• [Task]:
From the line containing "Query: black and white photograph" down to the last line of the material below, copy each line exactly and leave out the rest.

Study material: Begin

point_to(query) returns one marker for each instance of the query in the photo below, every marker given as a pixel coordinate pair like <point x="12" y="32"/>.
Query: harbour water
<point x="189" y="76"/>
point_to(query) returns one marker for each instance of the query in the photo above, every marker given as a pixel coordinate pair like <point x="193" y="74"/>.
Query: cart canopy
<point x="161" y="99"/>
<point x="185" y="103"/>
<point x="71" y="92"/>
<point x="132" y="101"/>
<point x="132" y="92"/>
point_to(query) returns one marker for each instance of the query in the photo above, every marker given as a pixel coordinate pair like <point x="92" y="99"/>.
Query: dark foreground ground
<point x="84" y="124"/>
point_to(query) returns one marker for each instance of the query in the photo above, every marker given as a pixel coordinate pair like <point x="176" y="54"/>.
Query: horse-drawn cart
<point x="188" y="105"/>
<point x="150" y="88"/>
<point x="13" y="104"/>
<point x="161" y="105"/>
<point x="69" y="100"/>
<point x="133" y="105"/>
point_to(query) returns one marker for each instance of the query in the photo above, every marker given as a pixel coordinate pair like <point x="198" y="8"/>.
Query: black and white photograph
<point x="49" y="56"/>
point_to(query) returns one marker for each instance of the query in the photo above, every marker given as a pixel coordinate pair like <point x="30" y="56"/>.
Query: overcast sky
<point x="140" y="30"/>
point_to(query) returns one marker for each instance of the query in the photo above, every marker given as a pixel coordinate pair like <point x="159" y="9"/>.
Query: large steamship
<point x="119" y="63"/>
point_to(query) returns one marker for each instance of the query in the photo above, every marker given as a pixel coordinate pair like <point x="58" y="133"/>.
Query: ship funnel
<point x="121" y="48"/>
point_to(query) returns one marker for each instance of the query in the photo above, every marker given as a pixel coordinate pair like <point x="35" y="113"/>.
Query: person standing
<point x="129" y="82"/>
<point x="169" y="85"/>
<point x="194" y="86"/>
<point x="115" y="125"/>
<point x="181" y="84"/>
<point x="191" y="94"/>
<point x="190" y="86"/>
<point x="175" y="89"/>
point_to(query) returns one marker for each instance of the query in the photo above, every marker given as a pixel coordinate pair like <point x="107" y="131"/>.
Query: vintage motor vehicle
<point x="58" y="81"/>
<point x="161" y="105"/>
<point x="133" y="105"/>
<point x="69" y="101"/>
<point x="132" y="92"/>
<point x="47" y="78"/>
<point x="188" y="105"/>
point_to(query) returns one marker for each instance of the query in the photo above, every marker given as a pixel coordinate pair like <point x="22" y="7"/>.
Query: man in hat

Study material: End

• [Written response]:
Query: black and white photograph
<point x="49" y="56"/>
point_to(query) returns one marker for each instance of the query in the photo above, every marker given as a pixel coordinate pair like <point x="30" y="56"/>.
Query: overcast sky
<point x="140" y="30"/>
point_to(query) returns one marker for each instance of the query in the photo above, every marker given as a pixel coordinate pair like <point x="159" y="9"/>.
Query: large steamship
<point x="119" y="63"/>
point_to(query) returns one marker for each instance of the query in the photo above, every marker given as a pixel coordinate pair like <point x="58" y="133"/>.
Query: ship funnel
<point x="121" y="48"/>
point_to(query) returns one marker for each instance of the query in the photo above, every marker given as a pixel coordinate pair like <point x="35" y="113"/>.
Query: person standing
<point x="129" y="82"/>
<point x="169" y="85"/>
<point x="194" y="86"/>
<point x="115" y="125"/>
<point x="181" y="84"/>
<point x="191" y="94"/>
<point x="190" y="86"/>
<point x="175" y="89"/>
point_to(query) returns one marker for each instance of the query in the photo above, every marker given as a pixel coordinate pair like <point x="107" y="131"/>.
Query: vintage motor vehicle
<point x="58" y="81"/>
<point x="161" y="105"/>
<point x="133" y="105"/>
<point x="69" y="101"/>
<point x="132" y="92"/>
<point x="47" y="78"/>
<point x="188" y="105"/>
point_to(query) returns one marker for each instance of the query in the photo above, every marker given as a pixel coordinate pair like <point x="22" y="7"/>.
Query: man in hat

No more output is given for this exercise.